## BEGIN Text to read
Estimates of age and Canth may be obtained from an entire transect, as demonstrated here for the GO-SHIP A16 transect, using data from the 2013-2015 reoccupation. Users wishing to replicate this analysis should obtain the NETCDF bottle files from CCHDO, or (by modifying the data preparation as in this script) using *_hy1.csv files as demonstrated in the neutral_density package.

Input and preparation

Start by importing necessary dependencies. You may need to install some of these in addition to trace.

import pandas as pd
import numpy as np
import xarray as xr
from tracepy import trace
from seawater import dpth # deprecated by TEOS-10, should use GSW

Import datasets containing A16 botle data, then rearrange into a clean Pandas dataframe. We're selecting for QC flag 2, indicating "good" data.

a16n = xr.open_dataset("path/to/33RO20130803_bottle.nc")
a16s = xr.open_dataset("path/to/33RO20131223_bottle.nc")
combined_length = len(a16n.N_PROF) * len(a16n.N_LEVELS) + len(a16s.N_PROF) * len(
    a16s.N_LEVELS
)
latlist = np.concatenate(
    [
        (
            np.ones((len(a16n.N_PROF), len(a16n.N_LEVELS)))
            * a16n.latitude.data[:, None]
        ).ravel(),
        (
            np.ones((len(a16s.N_PROF), len(a16s.N_LEVELS)))
            * a16s.latitude.data[:, None]
        ).ravel(),
    ]
)
lonlist = np.concatenate(
    [
        (
            np.ones((len(a16n.N_PROF), len(a16n.N_LEVELS)))
            * a16n.longitude.data[:, None]
        ).ravel(),
        (
            np.ones((len(a16s.N_PROF), len(a16s.N_LEVELS)))
            * a16s.longitude.data[:, None]
        ).ravel(),
    ]
)
## END Text to read
## BEGIN Material shown
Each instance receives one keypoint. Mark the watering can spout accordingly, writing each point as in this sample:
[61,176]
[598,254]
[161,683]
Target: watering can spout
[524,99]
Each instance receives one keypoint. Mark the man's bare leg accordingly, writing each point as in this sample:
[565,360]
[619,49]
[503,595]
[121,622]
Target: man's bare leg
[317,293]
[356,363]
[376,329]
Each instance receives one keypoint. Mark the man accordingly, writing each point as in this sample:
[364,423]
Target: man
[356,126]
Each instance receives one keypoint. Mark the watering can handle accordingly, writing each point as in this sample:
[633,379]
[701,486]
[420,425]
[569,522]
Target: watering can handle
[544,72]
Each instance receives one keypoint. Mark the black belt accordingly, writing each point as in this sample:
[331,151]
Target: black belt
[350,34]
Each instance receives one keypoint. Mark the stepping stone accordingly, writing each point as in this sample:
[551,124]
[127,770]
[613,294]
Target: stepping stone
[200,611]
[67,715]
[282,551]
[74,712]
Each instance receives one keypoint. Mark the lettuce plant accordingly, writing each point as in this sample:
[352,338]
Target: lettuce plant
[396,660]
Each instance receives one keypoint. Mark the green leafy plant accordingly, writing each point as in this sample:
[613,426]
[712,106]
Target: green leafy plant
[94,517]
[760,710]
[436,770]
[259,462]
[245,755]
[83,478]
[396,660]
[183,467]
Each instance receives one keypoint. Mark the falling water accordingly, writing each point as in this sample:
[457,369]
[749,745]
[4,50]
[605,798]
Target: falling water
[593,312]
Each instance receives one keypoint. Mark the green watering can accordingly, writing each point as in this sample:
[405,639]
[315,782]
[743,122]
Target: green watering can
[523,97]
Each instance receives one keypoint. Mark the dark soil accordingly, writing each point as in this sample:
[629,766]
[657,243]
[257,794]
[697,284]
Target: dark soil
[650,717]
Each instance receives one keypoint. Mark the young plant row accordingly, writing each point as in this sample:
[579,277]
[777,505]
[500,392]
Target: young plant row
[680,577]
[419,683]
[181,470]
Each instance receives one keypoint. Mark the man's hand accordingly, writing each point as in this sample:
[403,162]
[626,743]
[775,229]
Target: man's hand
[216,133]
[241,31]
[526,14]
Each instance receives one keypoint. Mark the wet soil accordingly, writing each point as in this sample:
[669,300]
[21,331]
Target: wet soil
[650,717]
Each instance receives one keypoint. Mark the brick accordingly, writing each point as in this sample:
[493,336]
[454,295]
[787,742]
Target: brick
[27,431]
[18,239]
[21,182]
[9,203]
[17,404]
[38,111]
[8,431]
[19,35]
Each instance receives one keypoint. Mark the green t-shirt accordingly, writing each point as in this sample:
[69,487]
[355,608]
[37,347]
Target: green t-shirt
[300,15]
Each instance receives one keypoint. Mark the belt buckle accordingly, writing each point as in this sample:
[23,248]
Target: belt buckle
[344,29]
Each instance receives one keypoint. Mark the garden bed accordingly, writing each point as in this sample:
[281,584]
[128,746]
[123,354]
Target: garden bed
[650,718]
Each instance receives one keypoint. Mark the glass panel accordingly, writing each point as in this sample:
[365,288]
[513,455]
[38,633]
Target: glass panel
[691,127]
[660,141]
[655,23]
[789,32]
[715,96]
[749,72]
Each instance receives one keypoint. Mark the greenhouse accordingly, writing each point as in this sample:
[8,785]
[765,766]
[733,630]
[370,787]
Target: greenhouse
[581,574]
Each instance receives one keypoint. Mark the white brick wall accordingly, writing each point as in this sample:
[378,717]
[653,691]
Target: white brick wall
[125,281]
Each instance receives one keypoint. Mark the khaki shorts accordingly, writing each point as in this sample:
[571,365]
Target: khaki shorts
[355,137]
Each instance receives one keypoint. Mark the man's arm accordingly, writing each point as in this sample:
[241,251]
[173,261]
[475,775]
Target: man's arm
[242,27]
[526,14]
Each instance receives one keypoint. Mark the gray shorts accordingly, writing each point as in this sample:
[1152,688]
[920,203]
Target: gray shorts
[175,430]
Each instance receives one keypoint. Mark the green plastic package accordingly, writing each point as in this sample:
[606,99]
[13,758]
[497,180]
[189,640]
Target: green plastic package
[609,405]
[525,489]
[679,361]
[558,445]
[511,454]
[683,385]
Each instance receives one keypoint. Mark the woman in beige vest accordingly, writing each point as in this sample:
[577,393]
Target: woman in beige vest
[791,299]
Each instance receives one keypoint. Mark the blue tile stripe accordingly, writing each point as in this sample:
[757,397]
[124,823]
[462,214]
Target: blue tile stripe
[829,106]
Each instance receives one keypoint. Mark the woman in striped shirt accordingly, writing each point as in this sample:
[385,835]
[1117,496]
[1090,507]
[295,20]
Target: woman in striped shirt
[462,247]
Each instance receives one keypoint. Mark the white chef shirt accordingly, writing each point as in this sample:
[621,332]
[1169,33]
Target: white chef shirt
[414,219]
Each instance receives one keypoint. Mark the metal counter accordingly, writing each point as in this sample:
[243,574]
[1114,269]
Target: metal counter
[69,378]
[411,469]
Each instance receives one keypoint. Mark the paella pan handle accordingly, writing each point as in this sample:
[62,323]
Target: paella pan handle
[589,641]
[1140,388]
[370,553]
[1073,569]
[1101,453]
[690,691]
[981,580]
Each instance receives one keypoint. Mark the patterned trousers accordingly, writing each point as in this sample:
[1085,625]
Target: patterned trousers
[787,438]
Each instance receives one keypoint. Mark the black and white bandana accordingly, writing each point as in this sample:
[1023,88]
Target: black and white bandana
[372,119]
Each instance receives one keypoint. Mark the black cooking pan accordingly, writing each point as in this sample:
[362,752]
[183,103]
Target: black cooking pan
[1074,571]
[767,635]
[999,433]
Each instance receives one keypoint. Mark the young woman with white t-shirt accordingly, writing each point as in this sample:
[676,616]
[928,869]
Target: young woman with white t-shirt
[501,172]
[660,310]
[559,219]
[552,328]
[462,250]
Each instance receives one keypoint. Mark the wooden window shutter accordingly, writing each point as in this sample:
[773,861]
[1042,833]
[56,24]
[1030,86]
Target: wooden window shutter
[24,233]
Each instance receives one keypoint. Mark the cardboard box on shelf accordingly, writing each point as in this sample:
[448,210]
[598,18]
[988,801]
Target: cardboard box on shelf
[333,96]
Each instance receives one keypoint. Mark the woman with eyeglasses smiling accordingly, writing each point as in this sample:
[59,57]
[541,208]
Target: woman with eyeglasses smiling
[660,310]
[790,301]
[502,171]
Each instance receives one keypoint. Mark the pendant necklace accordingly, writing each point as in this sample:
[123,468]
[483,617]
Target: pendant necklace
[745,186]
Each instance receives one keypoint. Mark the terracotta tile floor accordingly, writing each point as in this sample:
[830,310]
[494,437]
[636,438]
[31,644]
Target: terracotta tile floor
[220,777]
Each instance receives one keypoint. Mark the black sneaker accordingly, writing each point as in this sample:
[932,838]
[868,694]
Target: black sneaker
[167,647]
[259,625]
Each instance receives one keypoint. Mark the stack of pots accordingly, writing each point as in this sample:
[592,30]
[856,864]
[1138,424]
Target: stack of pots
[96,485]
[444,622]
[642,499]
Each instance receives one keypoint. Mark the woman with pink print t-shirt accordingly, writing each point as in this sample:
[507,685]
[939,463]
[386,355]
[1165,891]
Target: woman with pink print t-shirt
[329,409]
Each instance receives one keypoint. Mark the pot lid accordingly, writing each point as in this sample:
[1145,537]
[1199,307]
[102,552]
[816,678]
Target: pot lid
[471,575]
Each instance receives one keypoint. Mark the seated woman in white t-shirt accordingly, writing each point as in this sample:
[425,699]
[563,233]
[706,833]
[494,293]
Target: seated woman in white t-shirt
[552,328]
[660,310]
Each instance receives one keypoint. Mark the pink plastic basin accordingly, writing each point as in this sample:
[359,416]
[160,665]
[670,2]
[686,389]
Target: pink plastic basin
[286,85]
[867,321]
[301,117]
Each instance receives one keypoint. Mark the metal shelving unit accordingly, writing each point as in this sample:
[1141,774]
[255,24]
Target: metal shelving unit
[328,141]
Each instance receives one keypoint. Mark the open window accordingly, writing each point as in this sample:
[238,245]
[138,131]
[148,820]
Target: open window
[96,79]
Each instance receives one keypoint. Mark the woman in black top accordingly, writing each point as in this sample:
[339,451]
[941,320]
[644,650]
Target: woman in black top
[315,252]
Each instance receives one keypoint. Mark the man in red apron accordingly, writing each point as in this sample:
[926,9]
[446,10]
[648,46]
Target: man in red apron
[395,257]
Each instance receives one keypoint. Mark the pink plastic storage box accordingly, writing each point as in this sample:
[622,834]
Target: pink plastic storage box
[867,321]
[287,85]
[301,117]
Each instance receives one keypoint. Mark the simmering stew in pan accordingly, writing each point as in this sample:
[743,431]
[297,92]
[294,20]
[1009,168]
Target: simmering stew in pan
## END Material shown
§ Task set:
1. Echo the part of the A16 transect text between "Estimates of age" and "addition to trace.", inclusive.
2. List every module that the import statements in the A16 transect text bring in.
These records were drawn from a separate source.

§ Responses by task:
1.
Estimates of age and Canth may be obtained from an entire transect, as demonstrated here for the GO-SHIP A16 transect, using data from the 2013-2015 reoccupation. Users wishing to replicate this analysis should obtain the NETCDF bottle files from CCHDO, or (by modifying the data preparation as in this script) using *_hy1.csv files as demonstrated in the neutral_density package.

Input and preparation

Start by importing necessary dependencies. You may need to install some of these in addition to trace.

2. pandas, numpy, xarray, tracepy, seawater